### Task to complete
Count the lines below that contain the string "wooden", treating uppercase and lowercase as distinct, and reply with the number alone.

### Data extract

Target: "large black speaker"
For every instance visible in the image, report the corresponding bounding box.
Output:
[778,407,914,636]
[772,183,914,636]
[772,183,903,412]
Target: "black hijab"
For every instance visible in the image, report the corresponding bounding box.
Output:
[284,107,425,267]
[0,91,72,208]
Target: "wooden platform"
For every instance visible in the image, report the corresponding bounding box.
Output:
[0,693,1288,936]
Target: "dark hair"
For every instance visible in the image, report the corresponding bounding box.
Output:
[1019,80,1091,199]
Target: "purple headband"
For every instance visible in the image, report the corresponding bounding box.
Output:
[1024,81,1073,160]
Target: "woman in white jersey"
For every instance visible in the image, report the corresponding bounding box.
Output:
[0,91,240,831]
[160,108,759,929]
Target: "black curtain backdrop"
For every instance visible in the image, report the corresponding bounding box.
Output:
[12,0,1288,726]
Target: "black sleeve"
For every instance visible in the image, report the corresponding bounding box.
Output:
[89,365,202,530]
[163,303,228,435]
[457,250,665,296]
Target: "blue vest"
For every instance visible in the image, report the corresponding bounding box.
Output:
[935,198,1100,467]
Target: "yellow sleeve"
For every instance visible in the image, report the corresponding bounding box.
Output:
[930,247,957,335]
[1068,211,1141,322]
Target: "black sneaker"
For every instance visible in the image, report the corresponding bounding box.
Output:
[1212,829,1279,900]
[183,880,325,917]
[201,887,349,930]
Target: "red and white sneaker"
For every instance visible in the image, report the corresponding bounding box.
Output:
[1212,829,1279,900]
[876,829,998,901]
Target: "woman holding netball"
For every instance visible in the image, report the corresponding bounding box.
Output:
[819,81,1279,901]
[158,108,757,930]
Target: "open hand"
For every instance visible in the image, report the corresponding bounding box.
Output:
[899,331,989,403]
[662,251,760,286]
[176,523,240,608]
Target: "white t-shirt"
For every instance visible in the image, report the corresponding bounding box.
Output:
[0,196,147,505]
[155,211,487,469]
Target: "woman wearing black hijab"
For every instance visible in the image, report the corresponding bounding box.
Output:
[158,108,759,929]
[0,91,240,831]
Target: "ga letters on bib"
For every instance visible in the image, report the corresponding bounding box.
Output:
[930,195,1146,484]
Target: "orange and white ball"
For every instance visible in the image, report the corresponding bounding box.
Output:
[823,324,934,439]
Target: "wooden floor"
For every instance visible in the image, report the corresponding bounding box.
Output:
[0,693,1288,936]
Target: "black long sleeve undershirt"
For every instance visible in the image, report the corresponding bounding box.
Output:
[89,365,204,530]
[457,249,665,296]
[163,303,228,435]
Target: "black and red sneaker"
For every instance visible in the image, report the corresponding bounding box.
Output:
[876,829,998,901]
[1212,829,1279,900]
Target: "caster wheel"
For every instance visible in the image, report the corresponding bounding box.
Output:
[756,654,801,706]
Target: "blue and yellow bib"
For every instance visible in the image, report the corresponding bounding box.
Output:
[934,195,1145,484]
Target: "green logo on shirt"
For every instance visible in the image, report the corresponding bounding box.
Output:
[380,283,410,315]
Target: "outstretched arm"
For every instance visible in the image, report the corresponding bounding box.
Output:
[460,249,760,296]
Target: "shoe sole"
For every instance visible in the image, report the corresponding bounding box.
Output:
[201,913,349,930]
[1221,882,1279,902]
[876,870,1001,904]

### Complete response
2